= Aim of the exercise =
Put each line of the records below, from the start through the line containing "x=373, y=705", into a JSON list of strings with one string per line. Leave out blank lines and pictures.

[Position identification records]
"""

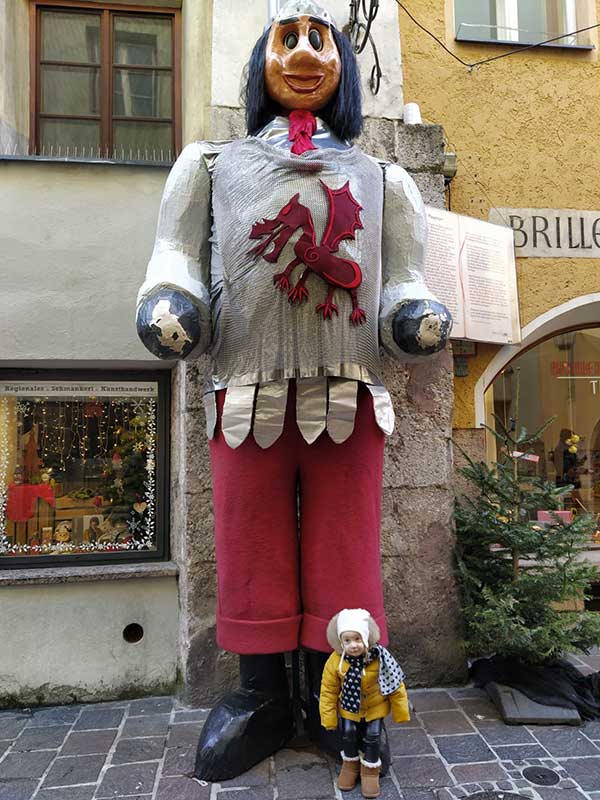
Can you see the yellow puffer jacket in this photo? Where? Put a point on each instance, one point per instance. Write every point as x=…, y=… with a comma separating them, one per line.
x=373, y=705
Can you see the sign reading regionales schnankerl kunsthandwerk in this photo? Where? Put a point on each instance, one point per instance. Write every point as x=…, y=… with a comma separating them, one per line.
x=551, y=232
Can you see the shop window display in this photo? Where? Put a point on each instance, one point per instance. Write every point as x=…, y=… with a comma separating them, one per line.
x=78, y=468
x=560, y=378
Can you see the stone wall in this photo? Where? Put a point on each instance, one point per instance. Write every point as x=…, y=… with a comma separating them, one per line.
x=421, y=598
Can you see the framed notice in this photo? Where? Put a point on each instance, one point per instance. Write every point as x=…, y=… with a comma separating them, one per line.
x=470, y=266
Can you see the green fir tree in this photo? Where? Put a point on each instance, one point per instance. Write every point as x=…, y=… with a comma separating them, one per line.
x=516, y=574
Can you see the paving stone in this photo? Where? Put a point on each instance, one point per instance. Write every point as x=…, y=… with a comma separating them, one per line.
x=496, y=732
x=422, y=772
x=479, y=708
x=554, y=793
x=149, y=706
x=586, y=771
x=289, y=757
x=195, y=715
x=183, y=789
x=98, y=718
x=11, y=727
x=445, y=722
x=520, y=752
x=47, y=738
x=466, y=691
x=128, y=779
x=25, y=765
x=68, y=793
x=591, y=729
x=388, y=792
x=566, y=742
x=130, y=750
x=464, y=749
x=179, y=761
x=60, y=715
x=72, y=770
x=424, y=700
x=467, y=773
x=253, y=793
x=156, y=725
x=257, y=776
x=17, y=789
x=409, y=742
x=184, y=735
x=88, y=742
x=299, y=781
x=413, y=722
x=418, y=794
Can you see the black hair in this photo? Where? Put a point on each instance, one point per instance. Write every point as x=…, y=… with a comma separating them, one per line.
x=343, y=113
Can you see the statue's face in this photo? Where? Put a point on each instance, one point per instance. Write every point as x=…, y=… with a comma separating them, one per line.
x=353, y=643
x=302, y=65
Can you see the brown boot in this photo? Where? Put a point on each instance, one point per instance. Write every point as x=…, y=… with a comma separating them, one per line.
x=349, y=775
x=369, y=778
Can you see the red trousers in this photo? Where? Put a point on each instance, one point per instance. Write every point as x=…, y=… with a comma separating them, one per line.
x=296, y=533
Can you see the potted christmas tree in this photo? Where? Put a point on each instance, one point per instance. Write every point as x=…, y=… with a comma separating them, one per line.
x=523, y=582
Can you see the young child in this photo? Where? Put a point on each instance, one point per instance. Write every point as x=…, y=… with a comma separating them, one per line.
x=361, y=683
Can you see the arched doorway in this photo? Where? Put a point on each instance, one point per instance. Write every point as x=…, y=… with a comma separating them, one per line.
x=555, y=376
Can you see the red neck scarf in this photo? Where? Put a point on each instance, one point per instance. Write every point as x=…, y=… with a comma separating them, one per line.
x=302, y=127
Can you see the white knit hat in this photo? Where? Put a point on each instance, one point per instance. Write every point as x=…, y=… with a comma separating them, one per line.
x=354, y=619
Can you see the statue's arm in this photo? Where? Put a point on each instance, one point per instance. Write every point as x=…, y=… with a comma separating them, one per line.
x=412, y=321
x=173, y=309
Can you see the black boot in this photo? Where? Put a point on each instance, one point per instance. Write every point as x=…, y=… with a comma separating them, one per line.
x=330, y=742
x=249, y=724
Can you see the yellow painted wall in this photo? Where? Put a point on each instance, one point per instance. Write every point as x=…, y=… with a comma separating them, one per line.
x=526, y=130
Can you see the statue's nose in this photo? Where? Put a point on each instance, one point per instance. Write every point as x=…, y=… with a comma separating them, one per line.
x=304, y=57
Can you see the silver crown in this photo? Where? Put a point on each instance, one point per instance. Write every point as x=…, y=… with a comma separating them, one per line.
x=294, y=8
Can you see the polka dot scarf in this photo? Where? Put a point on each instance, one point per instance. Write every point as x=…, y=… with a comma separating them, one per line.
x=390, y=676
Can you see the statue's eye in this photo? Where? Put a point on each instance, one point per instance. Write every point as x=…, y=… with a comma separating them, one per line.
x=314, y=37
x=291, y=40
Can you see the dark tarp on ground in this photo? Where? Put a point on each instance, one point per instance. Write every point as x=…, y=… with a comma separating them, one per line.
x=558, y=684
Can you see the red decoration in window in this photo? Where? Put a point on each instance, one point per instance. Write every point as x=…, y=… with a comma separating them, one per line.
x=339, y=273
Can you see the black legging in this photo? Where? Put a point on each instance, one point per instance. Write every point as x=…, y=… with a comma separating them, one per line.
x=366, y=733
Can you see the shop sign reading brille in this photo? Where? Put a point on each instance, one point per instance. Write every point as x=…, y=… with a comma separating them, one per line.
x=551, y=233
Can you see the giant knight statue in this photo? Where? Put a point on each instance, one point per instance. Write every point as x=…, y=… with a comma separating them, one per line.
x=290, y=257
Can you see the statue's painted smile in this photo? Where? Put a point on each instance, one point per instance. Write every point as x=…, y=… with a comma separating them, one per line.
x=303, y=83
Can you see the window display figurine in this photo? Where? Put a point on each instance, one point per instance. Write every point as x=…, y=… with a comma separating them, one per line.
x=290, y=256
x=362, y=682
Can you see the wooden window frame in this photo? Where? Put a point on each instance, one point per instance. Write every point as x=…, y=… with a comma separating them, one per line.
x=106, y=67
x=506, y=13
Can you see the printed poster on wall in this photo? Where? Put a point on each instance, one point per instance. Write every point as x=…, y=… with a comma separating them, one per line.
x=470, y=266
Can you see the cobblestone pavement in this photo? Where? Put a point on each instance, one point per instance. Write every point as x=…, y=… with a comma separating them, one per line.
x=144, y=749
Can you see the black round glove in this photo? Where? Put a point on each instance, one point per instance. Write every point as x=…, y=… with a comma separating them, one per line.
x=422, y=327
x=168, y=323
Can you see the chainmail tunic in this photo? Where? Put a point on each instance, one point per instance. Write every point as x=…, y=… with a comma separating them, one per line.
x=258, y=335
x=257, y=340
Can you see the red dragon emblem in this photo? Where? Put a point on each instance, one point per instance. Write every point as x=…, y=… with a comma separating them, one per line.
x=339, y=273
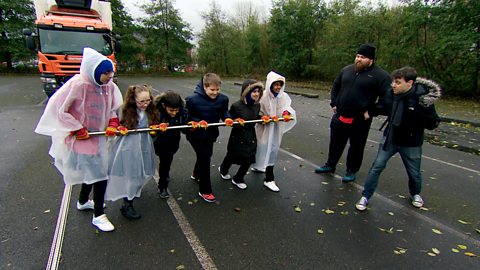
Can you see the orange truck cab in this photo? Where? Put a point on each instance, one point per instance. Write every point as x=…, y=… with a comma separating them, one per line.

"""

= Output for this exercise =
[
  "Can you see the yellow puffer jacket in this photo? Where? Put a point on each instance, one point per instance. Write every point as x=…, y=… with a comma separating them, one per line.",
  "x=373, y=705"
]